**Text shown**.
════════════════
Dark Around the Edges is a twenty-minute solo with Walter Ferrero, an actor and choreographer living in
Stockholm. It premiered in Rhode Island on April 20, 1997. Since the capabilities and idiosyncrasies of the VNS
were unknown to us, we began with several months of improvisation and experimentation so that our artistic
decisions would naturally evolve out of a spontaneous, physical understanding of the system. Ferrero, who is also
trained in the circus arts, experimented with juggling balls, walking on stilts and using toys to trigger the VNS. The
final production includes theatrical moments characterized by humor and clowning, such as a section showing Ferrero
whipping and snapping long scarves into space to start and stop different layers of music. Other sections are
characterized by precise robotic and repetitive movements creating rhythms with machine and percussive sounds; and
slow, fluid movements producing thick evolving sounds continuously altered by speed. Software developed for this
dance production served as the basis for all of my subsequent VNS projects.
════════════════
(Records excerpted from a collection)
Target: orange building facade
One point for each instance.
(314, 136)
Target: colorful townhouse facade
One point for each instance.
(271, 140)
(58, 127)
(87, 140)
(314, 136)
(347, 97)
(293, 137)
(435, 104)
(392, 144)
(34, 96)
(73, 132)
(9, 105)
════════════════
**Tasks to complete**.
**A.** Please condense the paragraph beginning "Dark Around the Edges is a twenty-minute solo" from the dance solo passage above into a short bulleted list that keeps its main facts.
**B.** According to the dance solo passage above, when and where did Dark Around the Edges premiere?
**C.** Pick up the dance solo passage about Dark Around the Edges after its final sentence and carry it forward.

**Answers below**.
**A.**
- Dark Around the Edges is a twenty-minute solo performed by Walter Ferrero, an actor and choreographer based in Stockholm.
- It premiered in Rhode Island on April 20, 1997.
- Because the VNS was unfamiliar, the work began with several months of improvisation and experimentation.
- Ferrero, also trained in circus arts, tried juggling balls, stilts and toys to trigger the VNS.
- The final piece mixes humorous clowning (such as snapping long scarves to start and stop music layers), precise robotic movements that create machine and percussive rhythms, and slow, fluid movements that produce thick sounds altered by speed.
- The software written for this production became the basis for all later VNS projects.

**B.** It premiered in Rhode Island on April 20, 1997.

**C.**
Songs for the Body Electric is an one hour production featuring two dancers, theatrical lighting, and multiple video
projections. Work on the project began in the summer of 1997 as a commission from the American Composers
Forum to work with Gerry Girouard, a choreographer/dancer with a background in gymnastics. Stephen Rueff, a
lighting and video designer, was invited to collaborate with us early on in the process. Since we were living in
different cities, we developed ideas by exchanging video and audio tapes frequently through the mail. In two separate
week-long work sessions, we came together to test and realize our ideas. Since the choreography had to be rehearsed
without the VNS, I developed response strategies that allow the dancers to move freely without worrying about
hitting an exact location. These techniques include using larger sensing areas on stage and relying on overall speed
and video projections to create sound. Only two out of eleven sections require precise placement to trigger specific
sounds. The work premiered in Minneapolis on December 12, 1997.
2. Movement Sensing and Analysis
The VNS is a SCSI device running on an Apple Macintosh computer, with two video camera inputs (Rokeby,
1997). The view from each video camera can be thought of as the active sensing area used for motion analysis.
However, the VNS doesn't actually measure motion; it measures changes in light. By comparing the amount of light
in one video frame to previous frames, it determines what part of the video image has changed, and by how much.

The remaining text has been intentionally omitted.